───── Data shown
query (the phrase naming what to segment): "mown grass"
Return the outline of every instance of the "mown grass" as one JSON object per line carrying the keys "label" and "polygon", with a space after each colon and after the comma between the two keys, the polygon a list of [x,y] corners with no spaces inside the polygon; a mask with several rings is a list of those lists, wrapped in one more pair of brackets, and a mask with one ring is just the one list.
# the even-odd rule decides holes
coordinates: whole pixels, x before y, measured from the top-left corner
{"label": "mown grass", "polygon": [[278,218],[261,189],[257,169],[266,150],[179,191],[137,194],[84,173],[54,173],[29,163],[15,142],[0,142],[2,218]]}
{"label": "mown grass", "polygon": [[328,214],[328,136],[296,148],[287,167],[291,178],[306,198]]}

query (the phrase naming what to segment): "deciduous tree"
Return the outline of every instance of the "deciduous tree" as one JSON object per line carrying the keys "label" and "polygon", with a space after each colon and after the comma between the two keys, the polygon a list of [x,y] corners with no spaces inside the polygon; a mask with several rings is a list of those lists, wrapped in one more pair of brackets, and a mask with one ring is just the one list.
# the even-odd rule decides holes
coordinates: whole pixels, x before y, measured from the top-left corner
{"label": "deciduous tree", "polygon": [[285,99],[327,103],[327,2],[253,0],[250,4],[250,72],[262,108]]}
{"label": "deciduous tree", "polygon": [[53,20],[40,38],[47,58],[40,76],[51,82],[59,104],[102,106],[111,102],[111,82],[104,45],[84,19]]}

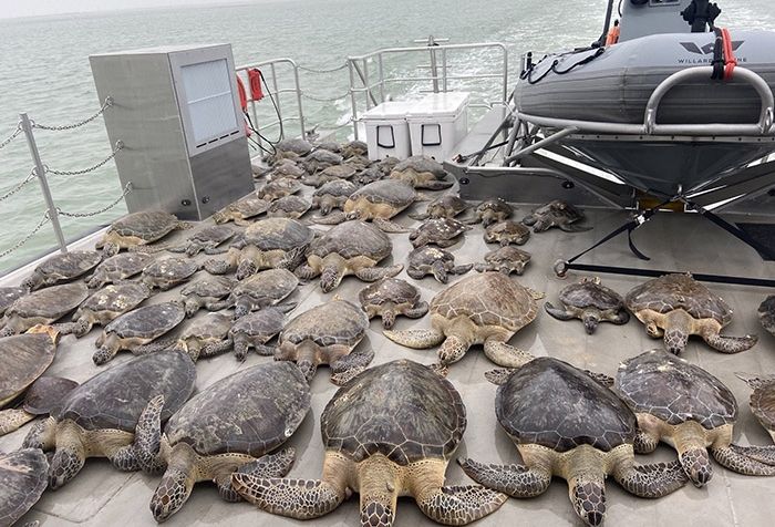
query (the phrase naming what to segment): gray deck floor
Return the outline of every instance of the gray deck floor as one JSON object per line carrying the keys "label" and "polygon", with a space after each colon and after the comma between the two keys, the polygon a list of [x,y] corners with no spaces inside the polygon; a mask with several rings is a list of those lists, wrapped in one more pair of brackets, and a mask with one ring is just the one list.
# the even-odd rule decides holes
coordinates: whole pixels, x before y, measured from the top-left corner
{"label": "gray deck floor", "polygon": [[[414,208],[423,208],[424,204]],[[411,210],[411,209],[410,209]],[[528,211],[527,207],[518,210],[518,217]],[[396,218],[404,225],[412,220],[402,214]],[[545,291],[547,299],[555,299],[558,290],[568,280],[578,276],[570,275],[568,280],[557,279],[551,265],[558,257],[568,257],[588,247],[593,240],[616,228],[626,219],[623,213],[596,210],[588,211],[588,223],[593,230],[580,234],[566,234],[556,229],[534,235],[524,247],[534,257],[523,277],[515,278],[520,283]],[[189,232],[176,232],[183,239]],[[395,262],[404,262],[411,249],[407,235],[391,235],[394,244]],[[664,214],[654,218],[648,226],[634,235],[641,250],[653,257],[651,262],[637,260],[628,250],[626,240],[616,239],[586,257],[585,261],[628,266],[653,266],[660,269],[691,270],[694,272],[717,272],[744,275],[750,277],[774,277],[775,265],[763,262],[750,248],[714,227],[709,221],[691,215]],[[89,240],[93,244],[93,240]],[[494,248],[494,247],[493,247]],[[458,264],[480,261],[487,250],[482,239],[482,228],[477,226],[469,231],[465,240],[452,248]],[[205,271],[200,271],[205,272]],[[472,271],[475,272],[475,271]],[[20,281],[24,272],[7,277],[0,285]],[[405,272],[402,278],[407,278]],[[409,278],[407,278],[409,279]],[[453,280],[457,279],[453,277]],[[411,279],[410,279],[411,280]],[[642,282],[640,278],[603,277],[603,282],[621,293]],[[423,290],[425,300],[444,286],[432,277],[415,281]],[[354,277],[344,279],[334,292],[322,294],[317,283],[301,287],[292,299],[298,300],[299,313],[337,293],[348,299],[355,299],[363,285]],[[715,352],[701,341],[692,340],[684,358],[707,369],[717,375],[734,392],[741,405],[740,418],[735,427],[735,440],[742,444],[769,444],[771,440],[755,421],[747,406],[748,389],[734,376],[735,371],[775,372],[775,339],[764,332],[758,324],[756,308],[767,291],[756,288],[712,285],[711,288],[724,297],[734,308],[735,317],[727,328],[730,334],[758,333],[760,343],[752,350],[737,355],[724,355]],[[166,300],[175,291],[153,297],[149,302]],[[541,302],[542,303],[542,302]],[[399,318],[396,328],[423,327],[427,318],[418,321]],[[75,340],[66,337],[62,340],[58,358],[49,374],[70,376],[84,381],[100,371],[92,363],[94,340],[100,329],[94,329],[86,338]],[[557,356],[571,363],[608,374],[613,374],[619,362],[644,350],[661,345],[647,337],[643,327],[631,320],[624,327],[602,324],[597,333],[588,337],[579,321],[560,322],[545,312],[529,327],[517,333],[512,344],[529,350],[536,355]],[[382,363],[397,358],[409,358],[423,363],[434,362],[435,349],[410,350],[389,342],[381,332],[379,320],[373,320],[368,337],[360,344],[370,345],[376,352],[374,363]],[[114,361],[125,361],[131,354],[121,353]],[[231,354],[205,359],[197,364],[197,389],[203,390],[216,380],[262,361],[271,360],[256,354],[240,364]],[[510,463],[517,459],[517,453],[506,434],[496,422],[493,401],[495,386],[488,384],[483,373],[493,364],[484,356],[480,348],[472,349],[466,356],[451,366],[450,380],[461,391],[468,411],[468,427],[457,454],[490,463]],[[297,450],[297,462],[290,476],[297,478],[317,478],[321,472],[323,447],[320,438],[319,417],[337,388],[329,382],[327,368],[319,370],[312,383],[312,411],[307,416],[296,435],[289,441]],[[9,451],[19,446],[29,430],[22,430],[0,438],[0,450]],[[672,450],[660,447],[640,462],[665,461],[674,457]],[[775,479],[746,477],[731,473],[719,465],[714,466],[715,476],[703,489],[691,485],[659,500],[639,499],[624,493],[612,479],[609,479],[608,525],[772,525],[775,517]],[[450,484],[472,483],[462,469],[452,463],[447,471]],[[158,483],[158,478],[142,473],[125,474],[114,471],[104,459],[89,459],[78,477],[58,492],[46,492],[40,503],[22,520],[40,519],[43,526],[55,525],[154,525],[148,510],[148,500]],[[313,525],[358,525],[358,499],[351,498],[335,512]],[[300,525],[300,521],[275,517],[256,509],[254,506],[226,504],[218,498],[214,485],[199,484],[195,487],[188,503],[172,519],[169,525]],[[402,498],[397,510],[397,526],[430,525],[411,499]],[[567,485],[556,479],[548,492],[533,499],[509,499],[498,512],[480,520],[477,525],[580,525],[570,502]]]}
──────────
#### Work instructions:
Leave out the pictures and copy the rest of the material above exactly.

#### Finished exercise:
query (the phrase naming what to segment): "mown grass"
Return the outline of every instance of the "mown grass" as one JSON object per line carrying the keys "label" and "polygon", with a space after each colon and after the comma between the two keys, the polygon a list of [x,y] corners with no spaces inside the polygon; a mask with several rings is a list of those lists, wrapped in one more pair of brackets, and a mask with one ring is just the one list.
# the even-odd rule decides holes
coordinates: whole pixels, x before y, measured from the top-left corner
{"label": "mown grass", "polygon": [[278,218],[261,189],[257,169],[266,150],[179,191],[137,194],[84,173],[54,173],[29,163],[15,142],[0,142],[2,218]]}
{"label": "mown grass", "polygon": [[328,214],[328,136],[296,148],[287,167],[291,178],[306,198]]}

query (the phrase naming what to segment): "deciduous tree"
Return the outline of every instance of the "deciduous tree" as one JSON object per line carrying the keys "label" and "polygon", with a space after each colon and after the comma between the two keys, the polygon a list of [x,y] corners with no spaces inside the polygon; a mask with several rings is a list of those lists, wrapped in one more pair of brackets, and a mask with one ring is just the one list.
# the even-odd rule decides holes
coordinates: whole pixels, x before y, measured from the top-left corner
{"label": "deciduous tree", "polygon": [[285,99],[327,103],[327,2],[253,0],[250,4],[250,72],[262,108]]}
{"label": "deciduous tree", "polygon": [[53,20],[40,38],[47,58],[40,76],[51,82],[59,104],[102,106],[111,102],[111,82],[104,45],[84,19]]}

query (the phrase naming what to segment): gray deck floor
Return the outline of every instance of the gray deck floor as one JSON object per line carrying the keys "label" and "polygon", with a space after each colon and after the comma between the two keys, the polygon a list of [x,y] corners with no spaces inside the polygon; a mask with several rings is a list of those lists, wrapped in one more pair of brackets, and a mask with one ring is just the one list.
# the even-odd rule decides holes
coordinates: whole pixels, x before y, measured from the top-left corner
{"label": "gray deck floor", "polygon": [[[414,208],[423,208],[424,204]],[[411,210],[411,209],[410,209]],[[528,211],[527,207],[518,210],[518,217]],[[396,218],[404,225],[412,220],[402,214]],[[545,291],[547,299],[555,299],[558,290],[568,280],[578,276],[570,275],[568,280],[557,279],[551,265],[558,257],[568,257],[588,247],[593,240],[616,228],[626,219],[623,213],[596,210],[588,211],[588,223],[593,230],[580,234],[566,234],[556,229],[534,235],[524,247],[534,257],[523,277],[515,278],[520,283]],[[189,232],[176,232],[183,239]],[[395,262],[404,262],[411,249],[407,235],[391,235],[394,244]],[[664,214],[654,218],[648,226],[634,235],[641,250],[653,257],[651,262],[637,260],[628,250],[626,240],[616,239],[586,257],[585,261],[628,266],[653,266],[660,269],[691,270],[694,272],[717,272],[744,275],[750,277],[774,277],[775,265],[763,262],[750,248],[714,227],[709,221],[691,215]],[[89,240],[93,244],[93,240]],[[494,248],[494,247],[493,247]],[[458,264],[480,261],[487,250],[482,239],[482,228],[477,226],[469,231],[465,240],[452,248]],[[205,271],[200,271],[205,272]],[[472,271],[475,272],[475,271]],[[20,281],[24,272],[7,277],[0,285]],[[405,272],[402,278],[407,278]],[[409,278],[407,278],[409,279]],[[453,280],[457,279],[453,277]],[[411,279],[410,279],[411,280]],[[642,282],[640,278],[603,277],[603,282],[621,293]],[[423,290],[425,300],[444,286],[432,277],[415,281]],[[354,277],[344,279],[334,292],[322,294],[317,283],[301,287],[292,299],[298,300],[299,313],[337,293],[348,299],[355,299],[363,285]],[[715,352],[701,341],[692,340],[684,358],[707,369],[717,375],[734,392],[741,405],[740,418],[735,427],[735,440],[742,444],[769,444],[771,440],[755,421],[747,406],[748,389],[734,376],[735,371],[775,372],[775,339],[764,332],[758,324],[756,308],[767,291],[756,288],[712,285],[711,288],[724,297],[734,308],[735,317],[727,328],[730,334],[758,333],[760,343],[752,350],[737,355],[724,355]],[[166,300],[175,291],[153,297],[149,302]],[[541,302],[542,303],[542,302]],[[399,318],[396,328],[423,327],[427,318],[418,321]],[[75,340],[66,337],[62,340],[58,358],[49,374],[70,376],[84,381],[100,371],[92,363],[94,340],[100,329],[94,329],[86,338]],[[557,356],[571,363],[608,374],[613,374],[619,362],[644,350],[661,345],[647,337],[643,327],[631,320],[624,327],[602,324],[597,333],[588,337],[579,321],[560,322],[545,312],[529,327],[517,333],[512,344],[529,350],[536,355]],[[382,363],[397,358],[409,358],[423,363],[434,362],[435,349],[410,350],[389,342],[381,332],[379,320],[373,320],[368,337],[360,344],[370,345],[376,352],[374,363]],[[114,361],[125,361],[131,354],[121,353]],[[231,354],[205,359],[197,364],[197,389],[203,390],[216,380],[262,361],[271,360],[256,354],[240,364]],[[510,463],[517,459],[517,453],[506,434],[496,422],[493,401],[495,386],[488,384],[483,373],[493,364],[484,356],[480,348],[472,349],[466,356],[451,366],[450,380],[461,391],[468,411],[468,427],[457,454],[490,463]],[[297,450],[297,462],[290,476],[297,478],[317,478],[321,472],[323,447],[320,438],[319,417],[337,388],[329,382],[327,368],[319,370],[312,383],[312,411],[307,416],[296,435],[289,441]],[[9,451],[19,446],[29,430],[22,430],[0,438],[0,450]],[[672,450],[660,447],[640,462],[665,461],[674,457]],[[775,479],[746,477],[731,473],[719,465],[714,466],[715,476],[703,489],[691,485],[659,500],[639,499],[624,493],[612,479],[609,479],[608,525],[772,525],[775,517]],[[450,484],[472,483],[462,469],[452,463],[447,471]],[[158,483],[158,478],[142,473],[125,474],[114,471],[104,459],[89,459],[78,477],[58,492],[46,492],[40,503],[22,520],[40,519],[43,526],[55,525],[154,525],[148,510],[148,500]],[[313,525],[358,525],[358,499],[351,498],[335,512]],[[300,525],[300,521],[275,517],[256,509],[254,506],[226,504],[218,498],[214,485],[199,484],[195,487],[188,503],[172,519],[169,525]],[[402,498],[397,510],[397,526],[430,525],[411,499]],[[567,485],[556,479],[548,492],[533,499],[509,499],[498,512],[480,520],[477,525],[580,525],[570,502]]]}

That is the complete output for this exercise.